Directions
Please find every line of the listing below where "landing" occurs and copy it.

Listed entries
== Segment start ==
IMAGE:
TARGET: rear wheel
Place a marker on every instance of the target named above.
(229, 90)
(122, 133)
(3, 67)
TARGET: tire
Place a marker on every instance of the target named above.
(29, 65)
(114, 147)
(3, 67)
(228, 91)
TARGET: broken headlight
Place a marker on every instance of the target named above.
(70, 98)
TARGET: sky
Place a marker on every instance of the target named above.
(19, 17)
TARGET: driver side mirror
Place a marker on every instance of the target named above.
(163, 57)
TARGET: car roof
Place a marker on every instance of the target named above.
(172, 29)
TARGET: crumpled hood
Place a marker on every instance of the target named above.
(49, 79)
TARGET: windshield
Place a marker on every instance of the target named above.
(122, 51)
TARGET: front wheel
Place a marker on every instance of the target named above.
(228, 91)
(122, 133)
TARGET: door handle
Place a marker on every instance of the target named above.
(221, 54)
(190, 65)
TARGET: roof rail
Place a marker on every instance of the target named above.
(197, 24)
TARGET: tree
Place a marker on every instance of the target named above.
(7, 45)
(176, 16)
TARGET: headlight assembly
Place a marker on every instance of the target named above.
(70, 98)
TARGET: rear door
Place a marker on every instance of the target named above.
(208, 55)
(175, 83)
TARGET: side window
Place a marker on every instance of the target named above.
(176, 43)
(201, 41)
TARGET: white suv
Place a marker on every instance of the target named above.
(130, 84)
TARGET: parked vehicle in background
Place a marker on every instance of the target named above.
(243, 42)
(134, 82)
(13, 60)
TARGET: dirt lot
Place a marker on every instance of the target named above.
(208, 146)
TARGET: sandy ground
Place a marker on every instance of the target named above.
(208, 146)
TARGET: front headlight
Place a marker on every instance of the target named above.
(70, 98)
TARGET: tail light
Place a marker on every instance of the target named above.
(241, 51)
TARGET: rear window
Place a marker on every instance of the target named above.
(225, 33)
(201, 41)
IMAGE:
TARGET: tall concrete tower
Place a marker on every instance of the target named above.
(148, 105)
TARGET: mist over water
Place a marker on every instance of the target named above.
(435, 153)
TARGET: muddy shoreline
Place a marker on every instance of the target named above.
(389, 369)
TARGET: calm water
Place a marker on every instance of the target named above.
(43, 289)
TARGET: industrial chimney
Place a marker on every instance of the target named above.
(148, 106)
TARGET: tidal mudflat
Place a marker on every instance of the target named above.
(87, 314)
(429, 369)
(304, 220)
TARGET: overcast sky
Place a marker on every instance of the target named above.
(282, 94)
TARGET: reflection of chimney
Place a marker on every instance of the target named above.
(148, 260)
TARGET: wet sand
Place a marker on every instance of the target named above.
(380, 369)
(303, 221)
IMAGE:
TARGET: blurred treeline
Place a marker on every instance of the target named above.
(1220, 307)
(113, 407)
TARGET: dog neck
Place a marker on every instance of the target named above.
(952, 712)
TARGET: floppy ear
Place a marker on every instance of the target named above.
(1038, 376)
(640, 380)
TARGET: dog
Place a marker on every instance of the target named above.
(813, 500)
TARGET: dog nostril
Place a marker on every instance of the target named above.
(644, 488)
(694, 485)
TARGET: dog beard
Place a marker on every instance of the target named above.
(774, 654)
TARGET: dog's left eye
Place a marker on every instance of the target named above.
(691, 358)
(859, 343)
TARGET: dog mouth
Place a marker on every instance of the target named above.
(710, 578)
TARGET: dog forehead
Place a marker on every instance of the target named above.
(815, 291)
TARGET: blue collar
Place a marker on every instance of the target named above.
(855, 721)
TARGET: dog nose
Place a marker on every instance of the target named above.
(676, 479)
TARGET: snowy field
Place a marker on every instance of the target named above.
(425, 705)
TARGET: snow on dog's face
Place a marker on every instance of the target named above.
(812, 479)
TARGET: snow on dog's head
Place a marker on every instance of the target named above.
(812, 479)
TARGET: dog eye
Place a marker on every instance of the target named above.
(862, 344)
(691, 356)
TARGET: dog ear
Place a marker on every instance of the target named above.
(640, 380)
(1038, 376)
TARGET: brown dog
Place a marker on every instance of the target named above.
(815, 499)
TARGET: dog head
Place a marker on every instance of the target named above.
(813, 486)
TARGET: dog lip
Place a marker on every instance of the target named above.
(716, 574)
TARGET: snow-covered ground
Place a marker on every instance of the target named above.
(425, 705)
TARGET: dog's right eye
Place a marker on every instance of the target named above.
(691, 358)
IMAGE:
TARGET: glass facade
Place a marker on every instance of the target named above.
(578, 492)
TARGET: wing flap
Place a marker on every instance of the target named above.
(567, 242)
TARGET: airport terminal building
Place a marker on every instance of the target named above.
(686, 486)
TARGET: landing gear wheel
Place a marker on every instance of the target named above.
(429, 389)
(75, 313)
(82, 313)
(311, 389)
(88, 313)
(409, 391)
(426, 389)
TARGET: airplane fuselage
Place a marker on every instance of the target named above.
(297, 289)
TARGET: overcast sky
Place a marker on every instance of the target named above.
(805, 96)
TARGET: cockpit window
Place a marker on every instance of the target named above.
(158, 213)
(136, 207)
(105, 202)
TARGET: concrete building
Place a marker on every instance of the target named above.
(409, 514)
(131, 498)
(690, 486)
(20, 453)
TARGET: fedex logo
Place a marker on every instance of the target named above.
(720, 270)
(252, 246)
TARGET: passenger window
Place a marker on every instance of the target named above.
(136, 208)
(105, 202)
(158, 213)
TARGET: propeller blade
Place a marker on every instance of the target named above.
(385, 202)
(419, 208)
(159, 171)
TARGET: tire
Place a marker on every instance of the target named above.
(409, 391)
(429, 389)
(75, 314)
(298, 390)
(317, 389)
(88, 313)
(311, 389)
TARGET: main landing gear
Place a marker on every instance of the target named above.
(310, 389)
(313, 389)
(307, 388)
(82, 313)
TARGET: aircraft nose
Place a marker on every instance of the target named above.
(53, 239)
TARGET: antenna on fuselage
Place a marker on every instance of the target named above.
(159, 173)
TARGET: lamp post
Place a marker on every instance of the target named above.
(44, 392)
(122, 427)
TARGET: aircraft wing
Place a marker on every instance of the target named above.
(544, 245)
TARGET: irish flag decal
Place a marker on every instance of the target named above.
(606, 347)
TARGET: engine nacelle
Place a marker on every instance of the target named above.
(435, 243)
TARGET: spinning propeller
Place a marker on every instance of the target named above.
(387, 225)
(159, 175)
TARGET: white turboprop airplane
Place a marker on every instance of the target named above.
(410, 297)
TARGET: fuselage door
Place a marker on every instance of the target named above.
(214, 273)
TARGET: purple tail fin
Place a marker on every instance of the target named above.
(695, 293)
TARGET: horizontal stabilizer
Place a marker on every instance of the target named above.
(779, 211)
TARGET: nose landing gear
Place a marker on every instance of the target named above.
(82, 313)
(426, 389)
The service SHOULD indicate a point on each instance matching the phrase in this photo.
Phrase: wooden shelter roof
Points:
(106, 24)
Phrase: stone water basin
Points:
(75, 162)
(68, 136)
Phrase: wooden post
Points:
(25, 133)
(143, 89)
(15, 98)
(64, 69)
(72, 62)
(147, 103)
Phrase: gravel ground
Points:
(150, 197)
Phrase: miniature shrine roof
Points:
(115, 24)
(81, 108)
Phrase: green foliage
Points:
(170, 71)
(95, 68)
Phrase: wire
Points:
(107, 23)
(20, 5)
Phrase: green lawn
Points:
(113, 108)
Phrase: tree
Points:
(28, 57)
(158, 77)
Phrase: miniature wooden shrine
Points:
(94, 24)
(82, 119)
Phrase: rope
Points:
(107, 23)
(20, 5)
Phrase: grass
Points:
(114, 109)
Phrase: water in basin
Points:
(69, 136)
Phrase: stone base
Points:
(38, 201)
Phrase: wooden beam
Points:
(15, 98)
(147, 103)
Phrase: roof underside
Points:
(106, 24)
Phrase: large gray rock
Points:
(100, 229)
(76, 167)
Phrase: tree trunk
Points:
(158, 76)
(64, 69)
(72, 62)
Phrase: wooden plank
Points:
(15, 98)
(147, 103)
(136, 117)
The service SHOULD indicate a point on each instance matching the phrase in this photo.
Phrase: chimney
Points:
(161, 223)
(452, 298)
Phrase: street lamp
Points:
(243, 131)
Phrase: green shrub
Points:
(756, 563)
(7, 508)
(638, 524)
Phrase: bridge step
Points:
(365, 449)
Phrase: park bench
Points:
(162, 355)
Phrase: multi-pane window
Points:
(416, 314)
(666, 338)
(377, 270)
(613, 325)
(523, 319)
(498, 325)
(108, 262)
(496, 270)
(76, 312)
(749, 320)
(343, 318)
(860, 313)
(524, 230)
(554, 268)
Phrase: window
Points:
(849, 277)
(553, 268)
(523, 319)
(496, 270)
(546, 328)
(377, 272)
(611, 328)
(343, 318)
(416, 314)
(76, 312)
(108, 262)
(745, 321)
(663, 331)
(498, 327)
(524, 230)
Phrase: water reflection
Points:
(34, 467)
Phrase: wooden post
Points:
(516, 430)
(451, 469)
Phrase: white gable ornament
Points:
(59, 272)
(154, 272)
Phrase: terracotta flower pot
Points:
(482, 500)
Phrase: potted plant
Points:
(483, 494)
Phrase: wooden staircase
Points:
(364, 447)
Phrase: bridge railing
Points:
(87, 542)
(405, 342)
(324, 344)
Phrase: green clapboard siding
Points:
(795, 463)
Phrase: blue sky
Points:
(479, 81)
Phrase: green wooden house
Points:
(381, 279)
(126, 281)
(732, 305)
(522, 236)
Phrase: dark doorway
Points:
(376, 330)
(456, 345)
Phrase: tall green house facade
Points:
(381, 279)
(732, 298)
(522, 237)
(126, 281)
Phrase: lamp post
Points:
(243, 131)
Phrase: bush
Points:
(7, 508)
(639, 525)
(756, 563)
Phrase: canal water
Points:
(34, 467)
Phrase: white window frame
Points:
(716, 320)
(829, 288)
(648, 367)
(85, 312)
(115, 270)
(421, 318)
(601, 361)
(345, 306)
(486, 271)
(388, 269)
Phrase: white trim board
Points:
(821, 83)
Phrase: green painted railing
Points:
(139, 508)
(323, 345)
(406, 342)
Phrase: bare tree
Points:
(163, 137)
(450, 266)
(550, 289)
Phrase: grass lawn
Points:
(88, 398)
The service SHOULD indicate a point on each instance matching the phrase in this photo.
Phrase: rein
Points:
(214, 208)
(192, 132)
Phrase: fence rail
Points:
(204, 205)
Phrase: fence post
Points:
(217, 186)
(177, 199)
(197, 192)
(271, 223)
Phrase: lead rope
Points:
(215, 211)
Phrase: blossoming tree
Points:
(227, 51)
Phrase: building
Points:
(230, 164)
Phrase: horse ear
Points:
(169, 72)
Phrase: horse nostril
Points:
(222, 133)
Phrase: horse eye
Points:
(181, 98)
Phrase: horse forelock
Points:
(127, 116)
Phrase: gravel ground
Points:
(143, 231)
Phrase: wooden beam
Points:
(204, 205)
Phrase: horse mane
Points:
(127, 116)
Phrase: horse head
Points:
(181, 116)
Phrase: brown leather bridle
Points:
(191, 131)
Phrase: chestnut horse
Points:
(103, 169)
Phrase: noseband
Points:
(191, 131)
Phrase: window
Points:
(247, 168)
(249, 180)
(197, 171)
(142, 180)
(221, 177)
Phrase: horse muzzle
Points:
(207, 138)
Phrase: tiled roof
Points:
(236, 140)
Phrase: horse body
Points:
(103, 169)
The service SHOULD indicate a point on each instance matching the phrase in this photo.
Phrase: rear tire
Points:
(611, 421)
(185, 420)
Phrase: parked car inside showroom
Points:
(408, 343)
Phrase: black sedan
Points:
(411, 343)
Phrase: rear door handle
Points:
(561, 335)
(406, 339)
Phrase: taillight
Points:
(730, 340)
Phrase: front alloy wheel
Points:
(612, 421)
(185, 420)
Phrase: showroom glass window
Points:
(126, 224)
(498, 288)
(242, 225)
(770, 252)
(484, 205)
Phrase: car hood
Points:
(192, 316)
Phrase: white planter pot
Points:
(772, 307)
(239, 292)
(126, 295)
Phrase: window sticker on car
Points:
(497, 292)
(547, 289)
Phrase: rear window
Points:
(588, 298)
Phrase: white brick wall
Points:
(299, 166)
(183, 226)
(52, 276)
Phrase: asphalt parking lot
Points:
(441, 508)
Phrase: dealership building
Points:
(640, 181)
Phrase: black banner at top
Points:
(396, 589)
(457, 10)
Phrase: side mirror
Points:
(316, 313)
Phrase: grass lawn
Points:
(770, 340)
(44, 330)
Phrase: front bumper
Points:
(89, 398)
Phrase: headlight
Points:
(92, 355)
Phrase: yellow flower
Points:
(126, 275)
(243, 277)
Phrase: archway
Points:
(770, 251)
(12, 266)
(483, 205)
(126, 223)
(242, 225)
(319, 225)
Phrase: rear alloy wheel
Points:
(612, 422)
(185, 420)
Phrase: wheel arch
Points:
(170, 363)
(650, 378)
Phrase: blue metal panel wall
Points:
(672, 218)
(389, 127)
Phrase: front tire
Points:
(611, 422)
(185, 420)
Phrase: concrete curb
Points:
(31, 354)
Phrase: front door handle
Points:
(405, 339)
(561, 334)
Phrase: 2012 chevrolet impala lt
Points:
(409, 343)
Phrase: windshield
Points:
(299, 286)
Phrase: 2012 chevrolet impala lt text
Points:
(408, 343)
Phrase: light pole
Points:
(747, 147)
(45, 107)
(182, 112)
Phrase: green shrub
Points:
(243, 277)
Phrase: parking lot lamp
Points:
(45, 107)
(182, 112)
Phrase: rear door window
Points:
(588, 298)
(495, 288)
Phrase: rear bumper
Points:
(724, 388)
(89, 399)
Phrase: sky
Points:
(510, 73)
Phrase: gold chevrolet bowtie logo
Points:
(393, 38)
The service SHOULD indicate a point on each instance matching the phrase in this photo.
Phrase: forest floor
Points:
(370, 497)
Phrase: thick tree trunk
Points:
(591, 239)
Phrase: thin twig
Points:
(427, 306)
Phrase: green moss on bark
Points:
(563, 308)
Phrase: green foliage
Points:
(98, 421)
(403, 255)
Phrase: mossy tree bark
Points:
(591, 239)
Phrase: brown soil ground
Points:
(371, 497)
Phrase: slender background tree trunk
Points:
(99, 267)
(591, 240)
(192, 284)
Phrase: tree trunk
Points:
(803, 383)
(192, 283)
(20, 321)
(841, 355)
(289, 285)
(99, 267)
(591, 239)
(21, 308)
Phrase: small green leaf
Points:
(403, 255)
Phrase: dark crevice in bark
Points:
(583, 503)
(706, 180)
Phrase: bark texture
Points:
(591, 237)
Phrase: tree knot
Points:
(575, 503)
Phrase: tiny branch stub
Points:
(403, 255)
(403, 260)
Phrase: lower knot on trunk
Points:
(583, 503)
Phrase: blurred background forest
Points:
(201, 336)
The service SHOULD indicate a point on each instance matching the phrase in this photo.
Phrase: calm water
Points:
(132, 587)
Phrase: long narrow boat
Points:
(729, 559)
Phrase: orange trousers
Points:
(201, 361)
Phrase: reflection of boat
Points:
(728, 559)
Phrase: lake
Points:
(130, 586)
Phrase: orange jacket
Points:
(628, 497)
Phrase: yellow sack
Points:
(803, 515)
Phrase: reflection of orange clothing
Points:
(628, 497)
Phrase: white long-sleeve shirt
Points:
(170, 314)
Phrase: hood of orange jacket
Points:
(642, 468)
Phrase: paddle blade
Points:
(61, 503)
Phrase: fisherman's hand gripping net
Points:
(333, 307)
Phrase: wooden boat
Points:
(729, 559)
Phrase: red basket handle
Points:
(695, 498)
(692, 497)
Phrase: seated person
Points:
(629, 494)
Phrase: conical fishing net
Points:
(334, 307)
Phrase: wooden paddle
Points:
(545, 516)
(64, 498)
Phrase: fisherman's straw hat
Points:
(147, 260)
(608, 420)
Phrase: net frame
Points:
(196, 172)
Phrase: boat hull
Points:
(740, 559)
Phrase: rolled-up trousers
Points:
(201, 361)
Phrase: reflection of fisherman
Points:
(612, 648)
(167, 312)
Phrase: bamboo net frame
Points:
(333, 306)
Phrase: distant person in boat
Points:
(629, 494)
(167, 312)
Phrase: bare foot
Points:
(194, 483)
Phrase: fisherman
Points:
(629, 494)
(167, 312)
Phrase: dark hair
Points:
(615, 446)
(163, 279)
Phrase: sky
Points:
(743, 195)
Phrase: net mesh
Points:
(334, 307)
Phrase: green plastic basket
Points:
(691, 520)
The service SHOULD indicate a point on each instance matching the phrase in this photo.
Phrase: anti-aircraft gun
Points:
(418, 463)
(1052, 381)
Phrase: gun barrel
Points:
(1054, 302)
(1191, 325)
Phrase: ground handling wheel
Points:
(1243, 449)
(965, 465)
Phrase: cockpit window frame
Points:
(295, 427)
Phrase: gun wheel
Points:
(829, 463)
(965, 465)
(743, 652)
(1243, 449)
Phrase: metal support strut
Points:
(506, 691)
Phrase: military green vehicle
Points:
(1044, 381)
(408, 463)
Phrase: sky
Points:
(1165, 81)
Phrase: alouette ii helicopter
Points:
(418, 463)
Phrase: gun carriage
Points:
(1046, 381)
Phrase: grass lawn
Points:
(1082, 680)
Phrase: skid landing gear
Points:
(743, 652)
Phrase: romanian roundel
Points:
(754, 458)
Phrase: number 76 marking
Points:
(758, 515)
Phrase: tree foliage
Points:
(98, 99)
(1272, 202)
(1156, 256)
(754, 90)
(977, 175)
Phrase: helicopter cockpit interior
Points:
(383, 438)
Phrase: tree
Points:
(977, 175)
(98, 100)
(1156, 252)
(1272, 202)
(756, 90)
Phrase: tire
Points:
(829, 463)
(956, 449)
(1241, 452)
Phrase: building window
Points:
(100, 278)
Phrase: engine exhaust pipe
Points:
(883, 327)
== Segment end ==
Solution to this task
TARGET: landing gear wheel
TARGET: main landing gear
TARGET: nose landing gear
Phrase: skid landing gear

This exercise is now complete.